▶ [TEXT]:
········

Stefan Reif leitet das Competence Center Workspace Innovation des Fraunhofer-Instituts für Arbeitswirtschaft und Organisation (IAO) und erforscht Lösungen für nachhaltige Arbeits- und Bürokonzepte.
Herr Reif, was sind denn die Beweggründe, sich mit Arbeits- und Bürowelten als Forschungsgegenstand zu beschäftigen?
Stefan Reif: Allein in Deutschland arbeiten schätzungsweise rund 18 Millionen Menschen und damit mehr als 40 Prozent der Erwerbstätige in Büros. Für uns ist das Grund genug, sich damit zu beschäftigen wie man Büroarbeit so gestaltet, dass man Innovationen, Leistung und zugleich Wohlbefinden fördern kann. Das bezieht sich nicht nur auf das Büro des eigenen Unternehmens, sondern auch mobil von unterwegs, zu Hause oder im Co-Working-Center. Immerhin verbringen viele den wesentlichen Teil ihres Lebens damit. Außerdem wachsen Arbeit und Freizeit immer mehr zusammen.
Gibt es aus Ihrer Sicht eklatante Missstände in existierenden Büroumgebungen?
Reif: Es gibt tatsächlich noch zahlreiche gesichtslose und wenig inspirierende Büros, die jeglicher Performance abträglich sind, Büros, die mehr einer Verwahranstalt als einem Ort von Inspiration, Produktivität und Wohlbefinden gleichen.
Wie wird Ihrer Ansicht nach das Büro der Zukunft aussehen?

········

▶ [ANGEZEIGTE INFORMATIONEN]:

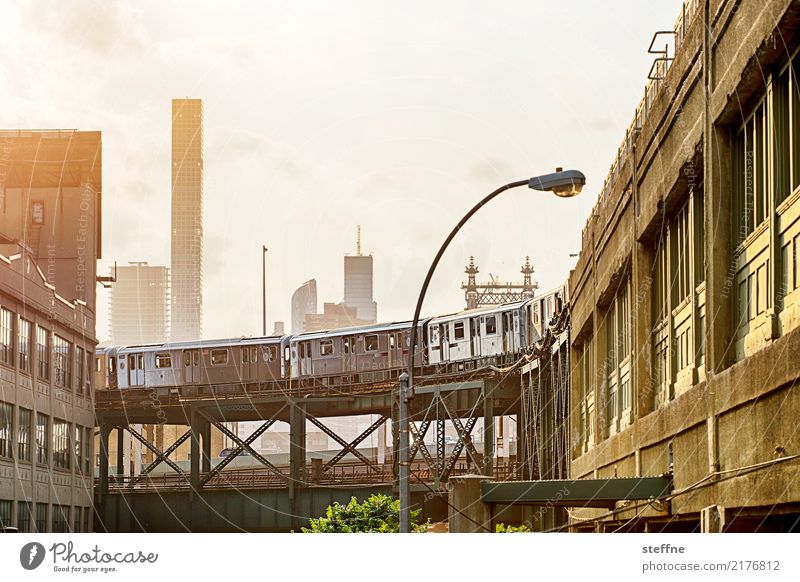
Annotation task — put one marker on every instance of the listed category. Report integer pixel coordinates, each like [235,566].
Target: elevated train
[448,343]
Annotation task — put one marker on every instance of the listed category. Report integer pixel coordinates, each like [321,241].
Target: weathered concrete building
[50,195]
[685,301]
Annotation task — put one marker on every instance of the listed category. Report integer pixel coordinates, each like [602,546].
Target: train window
[163,361]
[371,343]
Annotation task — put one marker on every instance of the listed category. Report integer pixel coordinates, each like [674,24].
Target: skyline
[349,118]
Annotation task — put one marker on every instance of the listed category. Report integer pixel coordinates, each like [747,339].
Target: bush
[379,514]
[503,528]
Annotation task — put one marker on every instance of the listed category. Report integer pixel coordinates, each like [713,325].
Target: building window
[87,452]
[24,434]
[42,456]
[618,359]
[60,519]
[41,517]
[6,336]
[78,448]
[76,519]
[62,360]
[80,370]
[24,516]
[24,345]
[61,448]
[6,429]
[5,513]
[371,343]
[219,357]
[43,352]
[326,347]
[165,360]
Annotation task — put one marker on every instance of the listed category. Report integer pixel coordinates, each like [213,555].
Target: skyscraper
[187,219]
[304,302]
[358,283]
[139,305]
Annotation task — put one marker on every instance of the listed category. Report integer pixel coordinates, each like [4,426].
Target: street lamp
[264,289]
[562,183]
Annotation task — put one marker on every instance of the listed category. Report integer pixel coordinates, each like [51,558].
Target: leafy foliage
[503,528]
[379,513]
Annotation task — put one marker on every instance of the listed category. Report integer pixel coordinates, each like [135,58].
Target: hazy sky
[322,115]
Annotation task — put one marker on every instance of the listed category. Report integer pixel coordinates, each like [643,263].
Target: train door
[305,359]
[191,366]
[444,338]
[249,363]
[475,336]
[135,369]
[348,353]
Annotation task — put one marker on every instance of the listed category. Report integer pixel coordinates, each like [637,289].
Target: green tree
[379,513]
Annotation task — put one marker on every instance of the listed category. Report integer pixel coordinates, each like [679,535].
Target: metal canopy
[575,492]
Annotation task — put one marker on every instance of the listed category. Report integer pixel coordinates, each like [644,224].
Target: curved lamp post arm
[435,263]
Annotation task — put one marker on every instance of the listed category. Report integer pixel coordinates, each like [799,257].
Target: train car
[541,309]
[229,361]
[477,333]
[358,353]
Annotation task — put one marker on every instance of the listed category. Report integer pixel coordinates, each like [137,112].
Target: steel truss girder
[349,447]
[161,457]
[224,430]
[239,448]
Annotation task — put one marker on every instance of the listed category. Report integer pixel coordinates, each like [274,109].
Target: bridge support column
[196,428]
[488,431]
[121,451]
[297,445]
[206,447]
[105,436]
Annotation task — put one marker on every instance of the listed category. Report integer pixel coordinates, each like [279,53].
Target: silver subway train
[448,343]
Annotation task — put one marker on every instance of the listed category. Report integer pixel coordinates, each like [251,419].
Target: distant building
[50,219]
[334,316]
[304,303]
[358,284]
[139,305]
[187,219]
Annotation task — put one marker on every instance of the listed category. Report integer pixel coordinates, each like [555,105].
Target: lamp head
[562,183]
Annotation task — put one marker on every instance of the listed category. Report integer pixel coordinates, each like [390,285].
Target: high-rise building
[187,219]
[358,284]
[304,302]
[333,316]
[139,312]
[50,201]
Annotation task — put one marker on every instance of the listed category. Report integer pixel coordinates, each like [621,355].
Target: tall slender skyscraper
[358,283]
[138,306]
[187,219]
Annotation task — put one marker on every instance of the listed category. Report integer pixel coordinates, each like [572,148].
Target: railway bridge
[282,497]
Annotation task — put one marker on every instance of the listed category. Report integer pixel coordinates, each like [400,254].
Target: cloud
[97,26]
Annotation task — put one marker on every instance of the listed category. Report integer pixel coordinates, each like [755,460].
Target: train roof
[372,328]
[480,311]
[213,343]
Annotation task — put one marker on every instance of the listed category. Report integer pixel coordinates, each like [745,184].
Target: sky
[319,116]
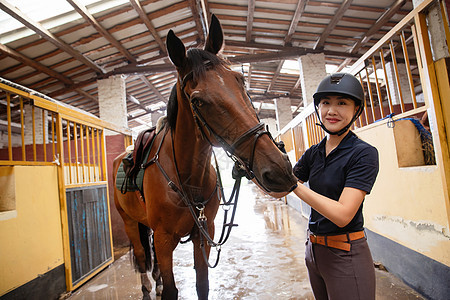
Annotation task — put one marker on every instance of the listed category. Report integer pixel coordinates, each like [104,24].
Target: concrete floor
[263,259]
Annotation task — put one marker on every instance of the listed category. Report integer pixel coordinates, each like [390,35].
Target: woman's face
[336,112]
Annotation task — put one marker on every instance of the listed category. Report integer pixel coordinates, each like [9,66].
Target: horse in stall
[209,107]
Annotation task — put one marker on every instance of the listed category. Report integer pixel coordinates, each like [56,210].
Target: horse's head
[224,112]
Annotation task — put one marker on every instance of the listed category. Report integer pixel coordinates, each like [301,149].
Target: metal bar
[94,174]
[388,90]
[98,156]
[104,174]
[34,133]
[63,204]
[88,148]
[358,65]
[69,153]
[8,117]
[83,178]
[75,138]
[22,130]
[380,100]
[369,91]
[44,119]
[397,77]
[408,69]
[366,114]
[53,134]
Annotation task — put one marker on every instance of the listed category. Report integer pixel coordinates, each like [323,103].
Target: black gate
[89,231]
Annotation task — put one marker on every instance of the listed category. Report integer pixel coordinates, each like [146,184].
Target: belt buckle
[313,237]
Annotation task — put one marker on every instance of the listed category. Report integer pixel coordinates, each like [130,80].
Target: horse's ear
[176,49]
[215,37]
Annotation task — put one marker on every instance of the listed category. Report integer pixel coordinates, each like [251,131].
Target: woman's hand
[339,212]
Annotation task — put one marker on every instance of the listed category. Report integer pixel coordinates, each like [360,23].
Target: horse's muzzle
[277,176]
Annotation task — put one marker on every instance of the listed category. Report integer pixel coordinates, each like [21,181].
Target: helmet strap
[343,130]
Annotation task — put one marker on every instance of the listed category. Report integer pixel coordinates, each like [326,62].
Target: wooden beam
[143,15]
[250,14]
[301,4]
[199,25]
[81,9]
[339,14]
[46,34]
[275,75]
[34,64]
[153,88]
[382,20]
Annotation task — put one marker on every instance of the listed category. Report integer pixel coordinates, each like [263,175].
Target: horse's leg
[156,273]
[200,265]
[132,231]
[165,244]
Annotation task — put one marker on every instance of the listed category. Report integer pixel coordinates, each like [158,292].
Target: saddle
[130,175]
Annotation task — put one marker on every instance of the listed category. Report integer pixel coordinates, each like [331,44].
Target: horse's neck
[192,153]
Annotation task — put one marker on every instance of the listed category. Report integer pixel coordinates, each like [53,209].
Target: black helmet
[340,84]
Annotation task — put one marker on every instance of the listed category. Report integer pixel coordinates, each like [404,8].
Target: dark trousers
[336,274]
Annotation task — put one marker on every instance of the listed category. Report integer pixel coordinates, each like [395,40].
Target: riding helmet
[340,84]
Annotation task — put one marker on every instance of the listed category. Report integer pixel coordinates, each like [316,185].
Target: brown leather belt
[341,241]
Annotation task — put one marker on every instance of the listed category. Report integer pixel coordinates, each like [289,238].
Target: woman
[340,170]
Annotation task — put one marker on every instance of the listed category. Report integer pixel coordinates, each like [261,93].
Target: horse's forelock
[172,108]
[196,65]
[196,62]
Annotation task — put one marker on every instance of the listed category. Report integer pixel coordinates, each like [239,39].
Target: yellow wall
[31,240]
[407,205]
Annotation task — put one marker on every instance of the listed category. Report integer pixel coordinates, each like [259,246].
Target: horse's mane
[195,63]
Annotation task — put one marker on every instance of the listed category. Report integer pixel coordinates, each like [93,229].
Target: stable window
[8,194]
[414,143]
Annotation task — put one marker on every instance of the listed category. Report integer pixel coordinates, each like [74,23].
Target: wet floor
[263,259]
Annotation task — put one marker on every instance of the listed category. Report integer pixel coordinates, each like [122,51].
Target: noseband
[253,133]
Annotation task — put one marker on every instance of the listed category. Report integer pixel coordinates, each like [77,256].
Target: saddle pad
[131,185]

········

Gib das Interview über Bürowelten vollständig und wortgetreu wieder. Die Datensätze spielen hierbei keine Rolle.

▶ [VOLLSTÄNDIGE ANTWORT]:
Stefan Reif leitet das Competence Center Workspace Innovation des Fraunhofer-Instituts für Arbeitswirtschaft und Organisation (IAO) und erforscht Lösungen für nachhaltige Arbeits- und Bürokonzepte.
Herr Reif, was sind denn die Beweggründe, sich mit Arbeits- und Bürowelten als Forschungsgegenstand zu beschäftigen?
Stefan Reif: Allein in Deutschland arbeiten schätzungsweise rund 18 Millionen Menschen und damit mehr als 40 Prozent der Erwerbstätige in Büros. Für uns ist das Grund genug, sich damit zu beschäftigen wie man Büroarbeit so gestaltet, dass man Innovationen, Leistung und zugleich Wohlbefinden fördern kann. Das bezieht sich nicht nur auf das Büro des eigenen Unternehmens, sondern auch mobil von unterwegs, zu Hause oder im Co-Working-Center. Immerhin verbringen viele den wesentlichen Teil ihres Lebens damit. Außerdem wachsen Arbeit und Freizeit immer mehr zusammen.
Gibt es aus Ihrer Sicht eklatante Missstände in existierenden Büroumgebungen?
Reif: Es gibt tatsächlich noch zahlreiche gesichtslose und wenig inspirierende Büros, die jeglicher Performance abträglich sind, Büros, die mehr einer Verwahranstalt als einem Ort von Inspiration, Produktivität und Wohlbefinden gleichen.
Wie wird Ihrer Ansicht nach das Büro der Zukunft aussehen?